**Material for this exercise**
-----

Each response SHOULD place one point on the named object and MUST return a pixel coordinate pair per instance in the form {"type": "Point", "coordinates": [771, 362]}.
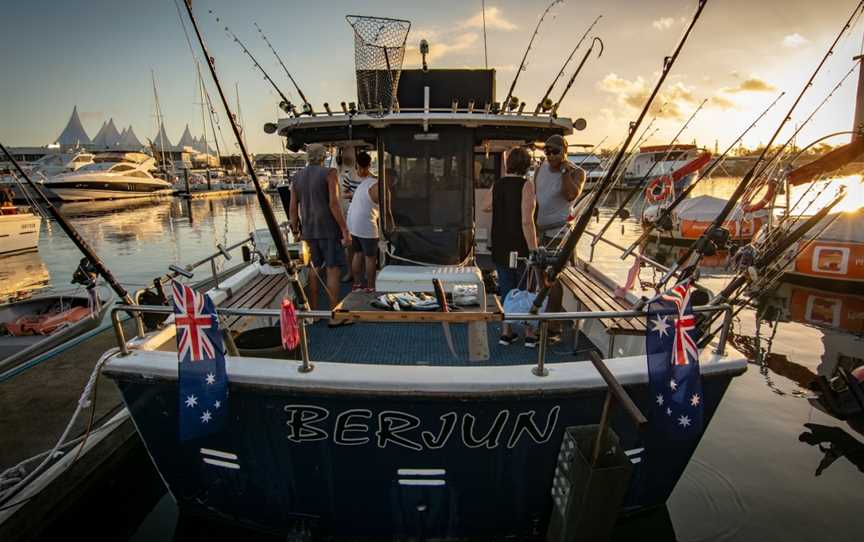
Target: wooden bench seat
{"type": "Point", "coordinates": [259, 293]}
{"type": "Point", "coordinates": [593, 295]}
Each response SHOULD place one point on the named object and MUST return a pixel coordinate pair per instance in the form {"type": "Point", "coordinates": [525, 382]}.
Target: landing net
{"type": "Point", "coordinates": [379, 49]}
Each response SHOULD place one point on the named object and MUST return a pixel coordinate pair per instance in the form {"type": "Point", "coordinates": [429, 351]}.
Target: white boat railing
{"type": "Point", "coordinates": [543, 318]}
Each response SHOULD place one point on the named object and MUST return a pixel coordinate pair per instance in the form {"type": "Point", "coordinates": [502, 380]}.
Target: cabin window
{"type": "Point", "coordinates": [430, 182]}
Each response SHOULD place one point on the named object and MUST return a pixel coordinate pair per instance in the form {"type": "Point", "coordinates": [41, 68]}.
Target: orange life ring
{"type": "Point", "coordinates": [664, 182]}
{"type": "Point", "coordinates": [748, 207]}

-----

**Problem requirements**
An exact copy of the lines from the one with "Target: cabin window" through the last line of the listing is the whole answer.

**Solution to the problem**
Target: cabin window
{"type": "Point", "coordinates": [430, 182]}
Each response SHOULD place one point on the named object and MUST return a pixel coordinate pair per instance in the form {"type": "Point", "coordinates": [41, 68]}.
Target: orange life ring
{"type": "Point", "coordinates": [664, 182]}
{"type": "Point", "coordinates": [748, 207]}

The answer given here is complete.